> Consigne
Repérez dans le listing ci-dessous chaque ligne contenant le mot "refrigerator", puis recopiez-les toutes.

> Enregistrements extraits
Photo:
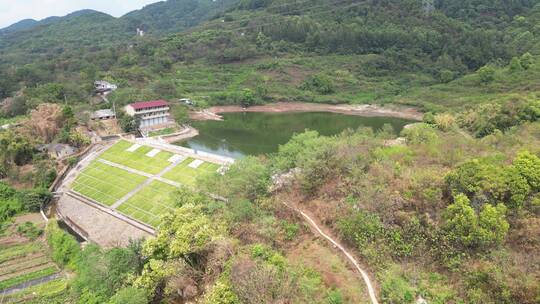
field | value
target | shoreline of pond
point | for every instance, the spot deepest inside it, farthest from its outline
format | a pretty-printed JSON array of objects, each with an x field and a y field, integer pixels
[{"x": 364, "y": 110}]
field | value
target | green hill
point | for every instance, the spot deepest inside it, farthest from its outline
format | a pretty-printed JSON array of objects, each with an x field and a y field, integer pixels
[{"x": 361, "y": 51}]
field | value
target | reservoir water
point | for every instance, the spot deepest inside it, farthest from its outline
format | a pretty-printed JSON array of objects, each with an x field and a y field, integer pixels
[{"x": 252, "y": 133}]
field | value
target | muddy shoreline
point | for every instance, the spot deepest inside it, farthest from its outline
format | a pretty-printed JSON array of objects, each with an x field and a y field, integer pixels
[{"x": 212, "y": 113}]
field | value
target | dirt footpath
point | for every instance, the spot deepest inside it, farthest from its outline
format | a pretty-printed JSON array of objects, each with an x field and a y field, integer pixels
[{"x": 282, "y": 107}]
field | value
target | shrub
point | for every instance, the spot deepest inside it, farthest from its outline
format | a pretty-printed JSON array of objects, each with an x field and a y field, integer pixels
[
  {"x": 515, "y": 65},
  {"x": 129, "y": 295},
  {"x": 290, "y": 229},
  {"x": 29, "y": 230},
  {"x": 528, "y": 165},
  {"x": 446, "y": 76},
  {"x": 444, "y": 122},
  {"x": 486, "y": 74},
  {"x": 420, "y": 134},
  {"x": 526, "y": 60},
  {"x": 65, "y": 249},
  {"x": 396, "y": 289},
  {"x": 221, "y": 293},
  {"x": 318, "y": 83},
  {"x": 334, "y": 297},
  {"x": 467, "y": 229}
]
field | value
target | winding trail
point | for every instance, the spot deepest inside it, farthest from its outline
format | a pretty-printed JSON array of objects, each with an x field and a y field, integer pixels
[{"x": 349, "y": 256}]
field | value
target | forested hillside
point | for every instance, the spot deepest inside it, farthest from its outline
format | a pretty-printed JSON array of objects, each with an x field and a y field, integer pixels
[{"x": 320, "y": 51}]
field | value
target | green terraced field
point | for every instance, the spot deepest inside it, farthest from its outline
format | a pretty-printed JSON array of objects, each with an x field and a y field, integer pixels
[
  {"x": 106, "y": 184},
  {"x": 149, "y": 204},
  {"x": 185, "y": 175},
  {"x": 137, "y": 159},
  {"x": 43, "y": 292}
]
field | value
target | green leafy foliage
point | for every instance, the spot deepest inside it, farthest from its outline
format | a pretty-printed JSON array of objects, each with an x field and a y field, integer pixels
[
  {"x": 483, "y": 230},
  {"x": 65, "y": 249},
  {"x": 29, "y": 230}
]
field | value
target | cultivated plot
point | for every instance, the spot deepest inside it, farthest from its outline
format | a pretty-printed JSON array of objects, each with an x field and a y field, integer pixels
[
  {"x": 106, "y": 184},
  {"x": 143, "y": 158},
  {"x": 23, "y": 261},
  {"x": 150, "y": 203},
  {"x": 184, "y": 174}
]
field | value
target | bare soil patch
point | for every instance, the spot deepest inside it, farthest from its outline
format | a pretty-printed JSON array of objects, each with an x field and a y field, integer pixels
[
  {"x": 335, "y": 273},
  {"x": 26, "y": 271},
  {"x": 284, "y": 107}
]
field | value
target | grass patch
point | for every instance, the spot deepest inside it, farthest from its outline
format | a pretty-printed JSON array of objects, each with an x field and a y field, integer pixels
[
  {"x": 11, "y": 120},
  {"x": 28, "y": 277},
  {"x": 106, "y": 184},
  {"x": 137, "y": 159},
  {"x": 17, "y": 251},
  {"x": 45, "y": 290},
  {"x": 186, "y": 175},
  {"x": 166, "y": 131},
  {"x": 149, "y": 204}
]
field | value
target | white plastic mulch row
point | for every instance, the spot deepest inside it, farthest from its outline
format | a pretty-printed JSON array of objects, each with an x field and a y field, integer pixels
[
  {"x": 133, "y": 148},
  {"x": 153, "y": 153},
  {"x": 196, "y": 164},
  {"x": 176, "y": 158}
]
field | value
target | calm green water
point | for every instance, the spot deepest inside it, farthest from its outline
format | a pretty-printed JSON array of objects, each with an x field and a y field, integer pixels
[{"x": 241, "y": 134}]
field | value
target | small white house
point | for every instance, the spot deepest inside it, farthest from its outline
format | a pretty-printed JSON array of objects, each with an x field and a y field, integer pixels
[{"x": 150, "y": 113}]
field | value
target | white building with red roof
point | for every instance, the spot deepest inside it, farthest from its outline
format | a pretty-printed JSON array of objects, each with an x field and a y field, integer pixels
[{"x": 149, "y": 113}]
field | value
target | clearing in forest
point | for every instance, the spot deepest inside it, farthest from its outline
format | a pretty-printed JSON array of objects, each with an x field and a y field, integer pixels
[{"x": 150, "y": 203}]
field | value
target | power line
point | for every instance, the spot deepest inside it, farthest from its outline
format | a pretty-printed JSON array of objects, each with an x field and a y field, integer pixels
[{"x": 296, "y": 11}]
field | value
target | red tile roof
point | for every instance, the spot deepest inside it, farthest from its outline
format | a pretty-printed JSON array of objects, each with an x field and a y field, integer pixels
[{"x": 149, "y": 104}]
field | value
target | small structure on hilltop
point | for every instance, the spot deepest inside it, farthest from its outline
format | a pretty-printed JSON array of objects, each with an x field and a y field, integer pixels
[
  {"x": 103, "y": 86},
  {"x": 140, "y": 32},
  {"x": 57, "y": 151},
  {"x": 187, "y": 101},
  {"x": 103, "y": 114},
  {"x": 150, "y": 113}
]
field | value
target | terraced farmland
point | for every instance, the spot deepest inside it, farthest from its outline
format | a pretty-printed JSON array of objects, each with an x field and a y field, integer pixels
[
  {"x": 26, "y": 270},
  {"x": 138, "y": 180},
  {"x": 106, "y": 184},
  {"x": 187, "y": 175},
  {"x": 137, "y": 159},
  {"x": 149, "y": 204}
]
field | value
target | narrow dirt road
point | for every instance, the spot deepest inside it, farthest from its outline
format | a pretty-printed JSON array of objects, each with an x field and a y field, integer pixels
[{"x": 349, "y": 256}]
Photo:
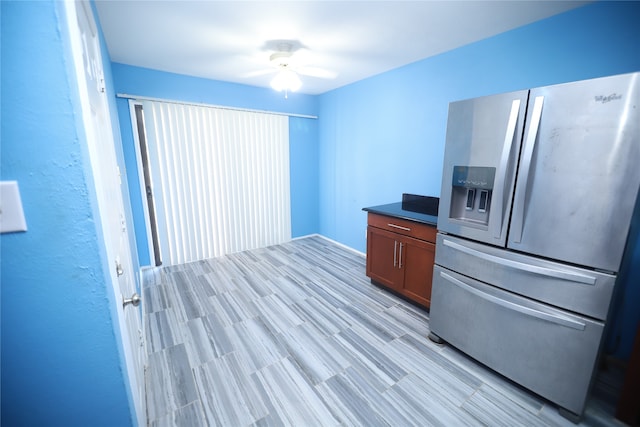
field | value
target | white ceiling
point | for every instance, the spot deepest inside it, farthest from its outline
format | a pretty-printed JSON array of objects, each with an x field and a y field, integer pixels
[{"x": 232, "y": 40}]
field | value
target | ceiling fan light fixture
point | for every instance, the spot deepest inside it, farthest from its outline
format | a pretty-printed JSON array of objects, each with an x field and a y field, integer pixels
[{"x": 287, "y": 80}]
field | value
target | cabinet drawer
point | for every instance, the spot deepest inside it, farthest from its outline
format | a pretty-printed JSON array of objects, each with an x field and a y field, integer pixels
[{"x": 403, "y": 226}]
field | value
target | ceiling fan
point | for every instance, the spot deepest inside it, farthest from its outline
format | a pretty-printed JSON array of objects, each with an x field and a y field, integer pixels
[{"x": 288, "y": 61}]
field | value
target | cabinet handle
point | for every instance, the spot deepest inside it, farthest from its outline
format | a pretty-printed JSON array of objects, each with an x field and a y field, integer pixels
[
  {"x": 399, "y": 226},
  {"x": 395, "y": 249}
]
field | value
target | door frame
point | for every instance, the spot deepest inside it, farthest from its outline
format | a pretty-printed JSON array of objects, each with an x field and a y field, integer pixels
[{"x": 130, "y": 345}]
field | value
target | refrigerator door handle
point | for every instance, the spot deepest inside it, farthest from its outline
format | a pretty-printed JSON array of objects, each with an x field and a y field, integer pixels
[
  {"x": 523, "y": 181},
  {"x": 543, "y": 271},
  {"x": 498, "y": 200},
  {"x": 553, "y": 318}
]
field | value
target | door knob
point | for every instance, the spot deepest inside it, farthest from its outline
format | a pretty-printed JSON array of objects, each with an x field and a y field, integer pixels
[
  {"x": 119, "y": 269},
  {"x": 134, "y": 300}
]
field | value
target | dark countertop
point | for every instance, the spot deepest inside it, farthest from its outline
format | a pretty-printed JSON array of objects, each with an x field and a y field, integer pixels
[{"x": 395, "y": 210}]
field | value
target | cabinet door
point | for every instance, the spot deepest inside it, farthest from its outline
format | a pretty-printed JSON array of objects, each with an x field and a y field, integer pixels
[
  {"x": 383, "y": 261},
  {"x": 417, "y": 260}
]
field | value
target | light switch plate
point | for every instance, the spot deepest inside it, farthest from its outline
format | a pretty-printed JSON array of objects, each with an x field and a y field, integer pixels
[{"x": 11, "y": 213}]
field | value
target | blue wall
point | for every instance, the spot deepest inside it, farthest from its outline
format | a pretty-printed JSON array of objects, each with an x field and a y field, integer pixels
[
  {"x": 385, "y": 135},
  {"x": 302, "y": 134},
  {"x": 61, "y": 360}
]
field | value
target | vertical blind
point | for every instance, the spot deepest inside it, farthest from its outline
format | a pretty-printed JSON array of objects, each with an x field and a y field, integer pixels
[{"x": 220, "y": 179}]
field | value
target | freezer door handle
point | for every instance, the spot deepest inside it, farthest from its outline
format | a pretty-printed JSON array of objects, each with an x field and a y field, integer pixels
[
  {"x": 553, "y": 318},
  {"x": 501, "y": 191},
  {"x": 525, "y": 170},
  {"x": 543, "y": 271}
]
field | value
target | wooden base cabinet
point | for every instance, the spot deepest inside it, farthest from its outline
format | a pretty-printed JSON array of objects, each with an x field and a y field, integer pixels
[{"x": 400, "y": 255}]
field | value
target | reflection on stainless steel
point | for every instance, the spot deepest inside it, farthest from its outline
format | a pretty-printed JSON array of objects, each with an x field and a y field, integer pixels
[{"x": 538, "y": 191}]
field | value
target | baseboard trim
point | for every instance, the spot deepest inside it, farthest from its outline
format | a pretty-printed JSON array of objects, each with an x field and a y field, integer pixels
[{"x": 342, "y": 245}]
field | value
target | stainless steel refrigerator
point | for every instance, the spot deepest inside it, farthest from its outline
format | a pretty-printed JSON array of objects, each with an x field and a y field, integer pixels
[{"x": 538, "y": 191}]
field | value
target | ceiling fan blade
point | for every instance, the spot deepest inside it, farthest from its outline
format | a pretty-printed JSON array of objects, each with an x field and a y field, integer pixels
[
  {"x": 316, "y": 72},
  {"x": 258, "y": 73}
]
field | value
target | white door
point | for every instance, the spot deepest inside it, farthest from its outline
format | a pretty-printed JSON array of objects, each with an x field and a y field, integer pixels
[{"x": 106, "y": 173}]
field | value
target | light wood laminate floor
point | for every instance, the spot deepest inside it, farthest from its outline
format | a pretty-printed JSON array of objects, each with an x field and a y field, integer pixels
[{"x": 296, "y": 335}]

> Réponse finale
target | refrigerator door handle
target | stainless steel refrigerator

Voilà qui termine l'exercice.